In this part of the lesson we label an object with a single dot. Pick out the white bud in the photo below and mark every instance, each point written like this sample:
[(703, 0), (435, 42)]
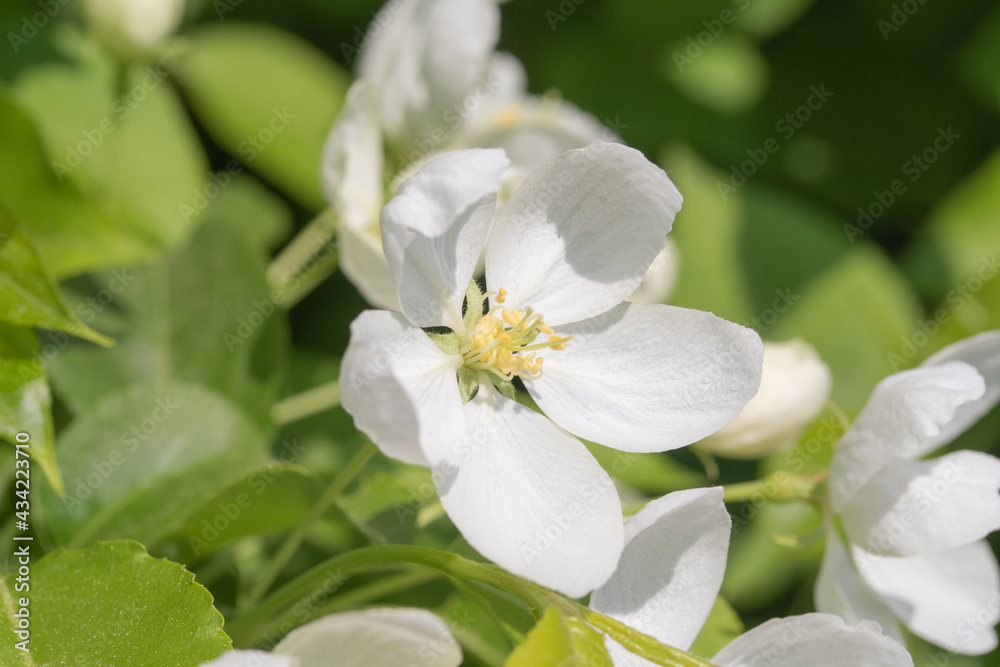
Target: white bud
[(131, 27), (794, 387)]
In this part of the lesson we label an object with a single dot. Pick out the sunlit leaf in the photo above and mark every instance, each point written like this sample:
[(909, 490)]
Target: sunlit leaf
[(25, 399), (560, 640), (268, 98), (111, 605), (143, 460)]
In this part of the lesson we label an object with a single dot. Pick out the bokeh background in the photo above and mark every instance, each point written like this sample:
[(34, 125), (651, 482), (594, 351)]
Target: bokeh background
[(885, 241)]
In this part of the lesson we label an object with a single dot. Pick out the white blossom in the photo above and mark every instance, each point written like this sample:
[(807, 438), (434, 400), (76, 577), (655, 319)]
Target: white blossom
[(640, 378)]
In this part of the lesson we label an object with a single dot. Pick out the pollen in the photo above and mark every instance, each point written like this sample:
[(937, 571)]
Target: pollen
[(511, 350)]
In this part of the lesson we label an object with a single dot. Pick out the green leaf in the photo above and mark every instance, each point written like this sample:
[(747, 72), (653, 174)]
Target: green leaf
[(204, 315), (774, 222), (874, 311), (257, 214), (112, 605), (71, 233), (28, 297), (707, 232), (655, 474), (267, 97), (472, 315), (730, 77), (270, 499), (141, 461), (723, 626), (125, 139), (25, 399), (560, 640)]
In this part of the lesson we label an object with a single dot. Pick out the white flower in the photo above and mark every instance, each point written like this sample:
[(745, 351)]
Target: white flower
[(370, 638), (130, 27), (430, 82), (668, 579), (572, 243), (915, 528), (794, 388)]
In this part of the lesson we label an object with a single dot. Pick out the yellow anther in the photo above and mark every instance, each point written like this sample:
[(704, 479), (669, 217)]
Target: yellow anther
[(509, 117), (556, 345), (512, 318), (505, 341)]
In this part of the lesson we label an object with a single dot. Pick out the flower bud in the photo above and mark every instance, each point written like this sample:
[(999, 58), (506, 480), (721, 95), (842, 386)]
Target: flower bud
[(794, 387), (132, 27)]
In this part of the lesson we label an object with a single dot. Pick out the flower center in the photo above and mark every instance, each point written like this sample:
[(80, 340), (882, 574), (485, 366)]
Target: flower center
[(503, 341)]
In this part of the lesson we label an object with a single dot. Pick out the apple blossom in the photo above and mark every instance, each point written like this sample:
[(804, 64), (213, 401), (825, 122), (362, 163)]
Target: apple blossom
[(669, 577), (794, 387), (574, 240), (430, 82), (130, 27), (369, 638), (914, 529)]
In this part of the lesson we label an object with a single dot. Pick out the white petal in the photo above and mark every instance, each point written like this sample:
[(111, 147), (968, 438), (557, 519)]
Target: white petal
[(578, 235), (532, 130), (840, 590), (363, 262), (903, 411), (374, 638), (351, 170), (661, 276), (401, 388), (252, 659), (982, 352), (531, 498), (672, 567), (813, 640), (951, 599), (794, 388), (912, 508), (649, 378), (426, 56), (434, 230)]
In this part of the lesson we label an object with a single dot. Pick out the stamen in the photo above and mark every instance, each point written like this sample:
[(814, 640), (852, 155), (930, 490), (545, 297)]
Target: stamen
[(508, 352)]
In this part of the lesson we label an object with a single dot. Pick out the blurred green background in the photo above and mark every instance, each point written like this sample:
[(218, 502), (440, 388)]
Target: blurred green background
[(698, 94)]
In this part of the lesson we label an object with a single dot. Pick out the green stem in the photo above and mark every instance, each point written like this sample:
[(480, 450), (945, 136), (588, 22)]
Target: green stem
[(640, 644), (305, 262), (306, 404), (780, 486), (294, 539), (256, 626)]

## WHAT YOU NEED TO DO
From the first line to the last, repeat the material exactly, but drop the pictures.

## ANSWER TO THIS EXERCISE
In this part of the lesson we label an object with a single dot. Pick out the white bud in the photo below and mark every instance, each point written like this sample:
[(703, 0), (435, 42)]
Target: white bud
[(131, 27), (794, 387)]
In this part of the lesson we label an object with a single dot. Pick out the sunlit leaf in the photo above and mark every instance, each point written like this sample:
[(909, 490)]
Target: sunlit leaf
[(25, 399), (560, 640), (268, 98), (111, 605), (143, 460)]
In this part of the lesson we label an object with a single dot. Pick out the bokeh background in the photo above and mark every instance, each point written like this sample:
[(34, 125), (651, 482), (594, 351)]
Target: bokeh background
[(885, 241)]
In this part of the lesson we label an object with a single dot. Pick out the white blossom in the photo above and mark every instance, each point written like this sample:
[(807, 438), (434, 400), (76, 577), (655, 319)]
Target: white blossom
[(640, 378)]
In this part of the lesson we label an object with a single dot. Pick out the pollen in the photo above and mark every instance, each point written like this sample:
[(937, 571)]
Target: pollen
[(511, 350)]
In this part of the lesson we label an object with a single dot. Pick out the green leaf in the photo above and mark every instance, each point written like this sample:
[(747, 72), (653, 174)]
Target: green leaf
[(204, 315), (774, 222), (874, 311), (257, 214), (112, 605), (71, 233), (28, 297), (707, 232), (655, 474), (267, 97), (472, 315), (730, 77), (270, 499), (141, 461), (723, 626), (125, 139), (25, 399), (560, 640)]
In this part of the lesson we label an object with a single dot. Pick out the white flower in the photo above and mark every instance, each point written like this sample:
[(745, 351)]
Target: white flower
[(370, 638), (130, 27), (430, 82), (668, 579), (572, 243), (915, 528), (794, 388)]
In this part of the lesson we label an object with a single dot. Pick out the yellow anther in the photo above and mark every instance, each point written like this sample:
[(704, 479), (669, 217)]
Target: yellow anther
[(509, 117), (556, 345), (512, 318), (505, 341)]
In this part of the lesson we label an object with a single dot. Pick out the flower bud in the photo above and mark every instance, each point written like this sample:
[(999, 58), (506, 480), (721, 95), (842, 386)]
Target: flower bud
[(794, 387), (132, 27)]
In this part of the lesson we label an object with a single dot. Pick out the flower center in the photo above and mark every instance, each point written like this sample:
[(80, 340), (882, 574), (485, 366)]
Target: flower center
[(503, 341)]
In this part of the lesson we label an object with a single dot. Pick out the apple blossom in the photo above and mark every instance, each point written like this sample:
[(804, 64), (213, 401), (825, 122), (362, 163)]
Target: apple blossom
[(669, 577), (794, 387), (574, 240), (430, 82), (130, 27), (369, 638), (914, 529)]
In this part of the lesson we label an object with a single dot. Pick out the white petal in the photo above and mark every instance, each point written like this sample:
[(111, 147), (968, 438), (557, 519)]
Target: white petal
[(578, 235), (532, 130), (840, 590), (363, 262), (903, 411), (374, 638), (351, 170), (661, 276), (401, 388), (252, 659), (982, 352), (531, 498), (672, 567), (813, 640), (951, 599), (794, 388), (912, 508), (649, 378), (426, 56), (434, 230)]
In this part of the lesson we label an object with a single dot. Pick out the stamen in the photo above and mark every instance, each point written like this sample:
[(814, 640), (852, 155), (930, 490), (545, 297)]
Target: stamen
[(508, 352)]
In this part of the lesson we label an object with a single dot. Pick out the blurred green background in the photo above and mark every instance, each point written like this sample:
[(218, 502), (440, 388)]
Target: blurred green background
[(698, 94)]
In this part of the lesson we label an object with a single dot. Pick out the green stem in the photo above and mark every instance, each point written like this sample:
[(480, 450), (945, 136), (588, 22)]
Target: green stem
[(640, 644), (305, 262), (306, 404), (780, 486), (294, 539), (256, 626)]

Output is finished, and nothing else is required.